* _PROVIDED PASSAGE_
/---

# Pop up Ground blinds



## hunter98 (May 26, 2008)

What is the best blind for the money? Looking for one that is big and easy to shoot out of.


Thanks


----------



## Screeminreel (Jun 2, 2004)

Well I tell you, when it comes to these type blinds I am somewhat cheap. I usually only use them when I hunt a particular spot with the grandson, or when the possibility of pretty crappy weather is there. The one below has enough room in it for two of the fold out cloth chairs, when rifle hunting, and plenty of room to draw if bow hunting, depending on your bow length. Mine is right at 31" and I have plenty of room.

The ones I have gotten are from Sportsman's Guide and is the one in this link,
http://www.sportsmansguide.com/net/cb/deluxe-5-hub-ground-blind-next-camo.aspx?a=573582

It might not be the best on the market but for our uses it has been fine. I had plenty of room to draw my bow in it last fall, but my only shot out of it went through the top of one corner, (don't ask). LOL

There are quite a few that they carry that you can compare it to, but for the money they are hard to beat. Most all of them do better if you brush them in a bit to help break up the outline. I also take some of the Camp Dry and liberally coat the whole thing before the season starts to help shed any heavier rain. Nothing I hate more than being in one in a torrential downpour and have it start to come through and get everything wet.

Good luck in your season and hope this helps.


----------



## hunter98 (May 26, 2008)

*Pop up Blind*

Thanks for the information. I gonna go ahead an order one today.

Hope you have a good season too.

Thanks,
J.R.


----------



## Domino (Sep 12, 2009)

Really depends on how often you plan on using it or leaving it out in the weather...I have bought cheap ones that didn't last 1 season and I have bought some in the mid range that were ok...but my favorite one is a Double Bull 360, they are not cheap but are very durable and can hold up to the weather the best.


----------



## Chunky (Oct 15, 2006)

Look at the Ground Max Delux. I have three of them. They are not made as well as a Double Bull, but cost a fourth as much.


----------



## JuanGrande (May 29, 2010)

Recently purchased two blinds from Gander Mountain. They are their house brand and called The Vital. Paid $100 each. Best blind's I purchased, especially for the money. Good material, good windows, nice features and BIG. Very comparable to the Double Bull for way cheaper, can't find many differences except for the price. Check them out, you wont be dissaointed.

\---

* _DATA SUPPLIED_
/---

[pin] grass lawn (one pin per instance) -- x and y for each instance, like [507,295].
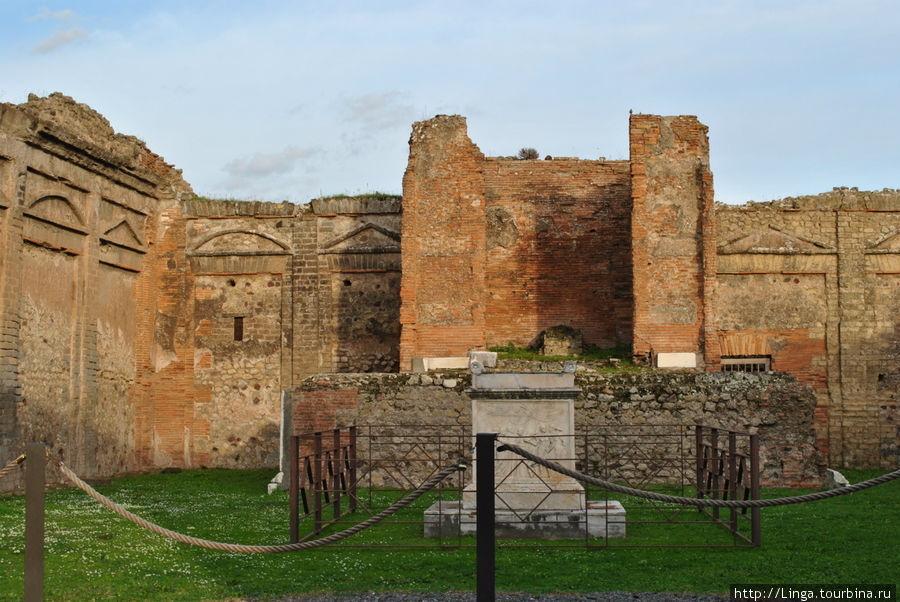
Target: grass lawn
[92,554]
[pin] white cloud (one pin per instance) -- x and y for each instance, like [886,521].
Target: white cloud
[268,164]
[46,13]
[380,111]
[60,38]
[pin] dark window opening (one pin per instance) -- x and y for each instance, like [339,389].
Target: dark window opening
[746,363]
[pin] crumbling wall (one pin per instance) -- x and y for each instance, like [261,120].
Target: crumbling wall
[673,237]
[358,254]
[79,210]
[775,405]
[496,250]
[812,282]
[558,249]
[443,250]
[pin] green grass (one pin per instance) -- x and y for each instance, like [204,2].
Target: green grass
[366,195]
[93,554]
[591,354]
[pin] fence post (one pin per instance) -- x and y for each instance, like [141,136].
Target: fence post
[352,448]
[484,521]
[318,480]
[295,488]
[337,471]
[699,448]
[715,468]
[36,460]
[755,526]
[732,477]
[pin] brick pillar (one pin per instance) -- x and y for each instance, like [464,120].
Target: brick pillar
[673,237]
[442,293]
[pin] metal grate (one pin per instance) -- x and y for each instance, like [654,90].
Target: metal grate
[747,363]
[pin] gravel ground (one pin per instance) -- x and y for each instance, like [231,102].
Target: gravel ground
[465,597]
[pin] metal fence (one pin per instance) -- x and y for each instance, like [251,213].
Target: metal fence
[351,473]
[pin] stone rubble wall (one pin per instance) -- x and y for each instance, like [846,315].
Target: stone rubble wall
[775,405]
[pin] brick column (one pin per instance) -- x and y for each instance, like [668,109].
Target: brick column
[673,236]
[442,294]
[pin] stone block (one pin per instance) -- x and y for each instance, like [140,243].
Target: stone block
[488,359]
[676,360]
[601,519]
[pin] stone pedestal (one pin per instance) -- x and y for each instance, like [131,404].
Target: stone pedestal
[536,411]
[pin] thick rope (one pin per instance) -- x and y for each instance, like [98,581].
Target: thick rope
[11,466]
[692,501]
[293,547]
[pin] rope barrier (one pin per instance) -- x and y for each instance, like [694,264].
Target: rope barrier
[11,466]
[691,501]
[270,549]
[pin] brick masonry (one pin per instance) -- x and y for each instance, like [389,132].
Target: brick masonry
[814,282]
[775,405]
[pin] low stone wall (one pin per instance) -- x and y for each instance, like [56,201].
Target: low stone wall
[775,405]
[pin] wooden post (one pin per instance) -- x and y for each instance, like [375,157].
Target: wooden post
[295,488]
[36,461]
[732,478]
[756,528]
[484,518]
[336,472]
[317,481]
[353,463]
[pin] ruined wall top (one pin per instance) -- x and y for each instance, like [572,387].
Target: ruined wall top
[840,198]
[75,132]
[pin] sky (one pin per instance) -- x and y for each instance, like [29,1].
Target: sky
[277,101]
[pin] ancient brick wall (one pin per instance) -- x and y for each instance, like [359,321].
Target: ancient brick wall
[558,249]
[813,283]
[442,290]
[143,327]
[358,254]
[673,237]
[80,209]
[775,405]
[278,292]
[496,250]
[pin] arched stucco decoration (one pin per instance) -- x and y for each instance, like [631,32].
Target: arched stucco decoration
[130,232]
[283,248]
[58,201]
[886,243]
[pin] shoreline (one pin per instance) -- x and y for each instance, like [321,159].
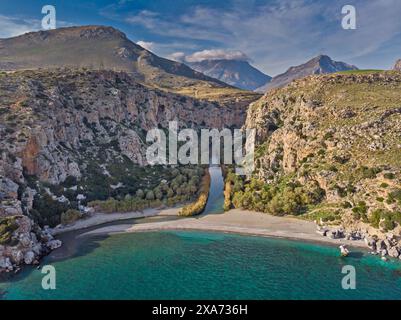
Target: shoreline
[99,219]
[234,221]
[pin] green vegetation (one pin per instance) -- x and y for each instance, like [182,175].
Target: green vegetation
[386,219]
[366,71]
[199,205]
[227,196]
[47,211]
[285,197]
[181,186]
[7,227]
[70,216]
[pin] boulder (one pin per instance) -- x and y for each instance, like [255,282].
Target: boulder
[5,264]
[344,251]
[29,257]
[54,244]
[393,252]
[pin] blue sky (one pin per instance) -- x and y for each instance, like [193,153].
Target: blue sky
[273,35]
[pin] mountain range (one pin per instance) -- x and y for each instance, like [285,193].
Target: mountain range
[321,64]
[237,73]
[106,48]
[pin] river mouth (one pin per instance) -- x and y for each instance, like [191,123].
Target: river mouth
[200,265]
[205,265]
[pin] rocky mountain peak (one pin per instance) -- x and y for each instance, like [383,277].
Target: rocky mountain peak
[238,73]
[322,64]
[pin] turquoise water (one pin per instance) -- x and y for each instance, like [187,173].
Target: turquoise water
[199,265]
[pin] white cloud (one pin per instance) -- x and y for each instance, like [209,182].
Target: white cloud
[11,27]
[146,45]
[177,56]
[216,54]
[287,32]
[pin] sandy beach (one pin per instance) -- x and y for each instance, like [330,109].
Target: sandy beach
[98,219]
[233,221]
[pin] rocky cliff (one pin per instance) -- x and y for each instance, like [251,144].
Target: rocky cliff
[233,72]
[321,64]
[63,130]
[329,149]
[397,65]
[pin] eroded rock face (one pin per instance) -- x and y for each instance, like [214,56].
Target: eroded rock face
[55,124]
[342,132]
[397,65]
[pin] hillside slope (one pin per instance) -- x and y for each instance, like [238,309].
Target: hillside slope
[73,136]
[106,48]
[319,65]
[328,147]
[237,73]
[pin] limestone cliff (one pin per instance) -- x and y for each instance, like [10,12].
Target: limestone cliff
[68,125]
[342,133]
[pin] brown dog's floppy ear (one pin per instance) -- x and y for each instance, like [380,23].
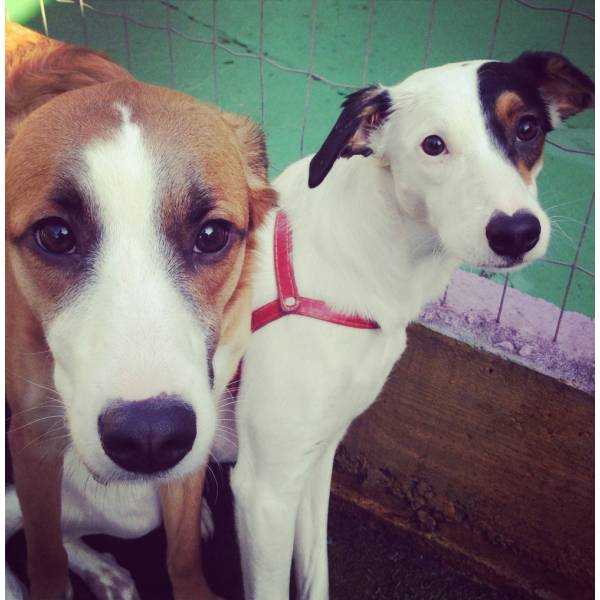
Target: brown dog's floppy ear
[254,153]
[563,86]
[362,113]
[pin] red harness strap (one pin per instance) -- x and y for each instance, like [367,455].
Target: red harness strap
[289,301]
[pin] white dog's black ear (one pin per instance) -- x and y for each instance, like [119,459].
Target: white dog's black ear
[362,113]
[565,88]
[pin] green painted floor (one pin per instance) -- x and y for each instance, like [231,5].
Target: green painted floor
[352,42]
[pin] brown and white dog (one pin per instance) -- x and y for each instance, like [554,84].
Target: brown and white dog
[131,212]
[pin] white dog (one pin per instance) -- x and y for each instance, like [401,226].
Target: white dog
[452,154]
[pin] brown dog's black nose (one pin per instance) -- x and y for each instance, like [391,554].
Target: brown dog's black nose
[147,436]
[514,235]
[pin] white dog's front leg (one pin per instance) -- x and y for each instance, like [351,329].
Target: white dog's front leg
[265,519]
[310,548]
[107,579]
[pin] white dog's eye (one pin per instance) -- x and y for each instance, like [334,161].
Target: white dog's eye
[527,128]
[212,237]
[55,236]
[433,145]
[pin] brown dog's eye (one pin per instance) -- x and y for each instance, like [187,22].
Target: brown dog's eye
[55,236]
[527,128]
[433,145]
[212,237]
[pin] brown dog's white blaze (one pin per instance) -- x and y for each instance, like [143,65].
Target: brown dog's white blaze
[192,147]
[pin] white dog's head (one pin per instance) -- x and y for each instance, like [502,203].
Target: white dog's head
[131,210]
[464,144]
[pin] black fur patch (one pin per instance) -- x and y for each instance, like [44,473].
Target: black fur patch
[496,78]
[367,108]
[537,78]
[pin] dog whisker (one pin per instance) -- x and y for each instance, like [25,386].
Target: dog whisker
[38,385]
[38,421]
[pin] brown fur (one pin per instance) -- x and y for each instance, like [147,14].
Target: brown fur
[44,126]
[509,108]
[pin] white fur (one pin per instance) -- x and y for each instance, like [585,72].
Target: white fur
[379,237]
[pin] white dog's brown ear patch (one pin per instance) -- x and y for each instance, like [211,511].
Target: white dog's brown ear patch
[563,86]
[362,113]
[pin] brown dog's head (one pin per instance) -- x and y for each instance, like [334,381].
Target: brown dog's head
[131,210]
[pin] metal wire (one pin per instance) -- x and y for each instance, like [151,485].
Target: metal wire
[214,43]
[311,60]
[86,39]
[168,10]
[573,265]
[368,45]
[429,33]
[495,30]
[261,62]
[566,29]
[311,76]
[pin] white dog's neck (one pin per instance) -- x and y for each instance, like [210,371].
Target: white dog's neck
[358,249]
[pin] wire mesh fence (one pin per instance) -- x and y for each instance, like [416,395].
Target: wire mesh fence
[287,63]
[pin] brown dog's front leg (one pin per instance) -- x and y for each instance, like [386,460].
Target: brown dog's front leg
[38,484]
[181,503]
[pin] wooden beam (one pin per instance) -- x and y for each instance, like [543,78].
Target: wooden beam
[484,457]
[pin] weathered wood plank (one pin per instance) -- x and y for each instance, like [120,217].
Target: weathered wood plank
[487,458]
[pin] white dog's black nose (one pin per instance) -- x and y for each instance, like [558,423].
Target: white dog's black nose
[514,235]
[147,436]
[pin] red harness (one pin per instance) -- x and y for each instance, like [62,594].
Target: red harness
[288,301]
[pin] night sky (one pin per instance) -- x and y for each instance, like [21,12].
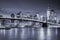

\---

* _REQUIRED TASK 1_
Filter the records and copy out every line that contains the string "decoration". Case counts.
* _REQUIRED TASK 2_
Carry on the forum thread about pop-up ground blinds, picking up after its last sentence.

* _FINAL RESULT 1_
[pin] arched stucco decoration (one pin per instance) -- x and y for each instance, like [631,32].
Target: arched stucco decoration

* _FINAL RESULT 2_
----------



## Gunslinger (Jul 29, 2008)

The Ground Max Eclipse is also a good one from Primos. Can't beat them for the price you pay.


----------



## bigdaddy901 (Aug 6, 2010)

what is a good one to use on state hunting sam houston area for rifle hunting


----------



## marlin50lrs (Apr 12, 2010)

If you are bowhunting I suggest getting one with vertical windows. We have bought quite a few different ones and this is by far the most important factor in my opinion


----------



## Trouthunter (Dec 18, 1998)

I like the Escape Deluxe...BPS has them on sale for $149 right now. They're huge. I'm 6-5 and can stand up in it.

TH


----------



## catclaw (May 17, 2010)

I have bought a truck load of ground blinds from the double bull to the dog house. My least favorite is the dog house. I am also not a big fan of the double bull but it is built very well. My favorite is the Easton Pro 360. The one thing I look for in a ground blind is the sari system on the outside. With the Pro 360 make sure you hang black material behind you. Some material will come with the blind but I always bring more.


----------



## Trouthunter (Dec 18, 1998)

One more thing; TXPalerider showed me a trick that has paid off time and again...whatever windows you're going to have open when you hunt, paint them black on the outside so when you're in it the deer don't see anything different...they still just see two black holes.

If you don't paint them the deer will notice, trust me lol.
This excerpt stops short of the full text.